*QUOTED TEXT*.
□ □ □ □ □
Lien” means any mortgage, deed of trust, easement, declaration, restriction, pledge, hypothecation, assignment, deposit arrangement, option, equity interest, encumbrance, lien (statutory or other), preference, participation interest, priority or other security agreement or preferential arrangement of any kind or nature whatsoever relating to that property, including any conditional sale or other title retention agreement, any financing lease having substantially the same economic effect as any of the foregoing and the filing of any financing statement under the Uniform Commercial Code or comparable law of any jurisdiction to evidence any of the foregoing.

Liquidation Preference”, with respect to a given number of Series J Preferred Shares or Auction Rate Preferred Shares, means $25,000 times that number.

Moody’s” means Moody’s Investors Service, Inc., and any successor thereto.

Related Documents” means this Agreement, the Declaration, the Statement and the By-Laws.

Securities Act” means the U.S. Securities Act of 1933, as amended.

Series J Preferred Shares” means the newly-issued shares of the Fund’s Series J Cumulative Term Preferred Shares, par value $0.001 and liquidation preference $25,000 per share.

 

-2-


Statement” means the Statement of Preferences of Series J Cumulative Term Preferred Shares of the Fund, as the same may be amended, restated, supplemented or otherwise modified from time to time in accordance with the terms thereof.

1.1    Incorporation of Certain Definitions by Reference

Each capitalized term used herein and not otherwise defined herein shall have the meaning provided therefor (including by incorporation by reference) in the Related Documents.
□ □ □ □ □
*DATASET EXCERPT*.
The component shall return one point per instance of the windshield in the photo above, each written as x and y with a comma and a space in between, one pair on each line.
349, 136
□ □ □ □ □
*TASK REQUIREMENTS*.
1/ Answer these questions from the definitions:
(a) What is the par value of a Series J Preferred Share?
(b) Which documents make up the Related Documents?
(c) What law does "Securities Act" refer to?
2/ Transcribe the definitions exactly, between "Each capitalized term" and "the Related Documents.", inclusive.
The lines above come from a separate source unrelated to the definitions.

*ANSWERS TO THE EXERCISES*.
1/
(a) $0.001
(b) This Agreement, the Declaration, the Statement and the By-Laws
(c) The U.S. Securities Act of 1933, as amended

2/
Each capitalized term used herein and not otherwise defined herein shall have the meaning provided therefor (including by incorporation by reference) in the Related Documents.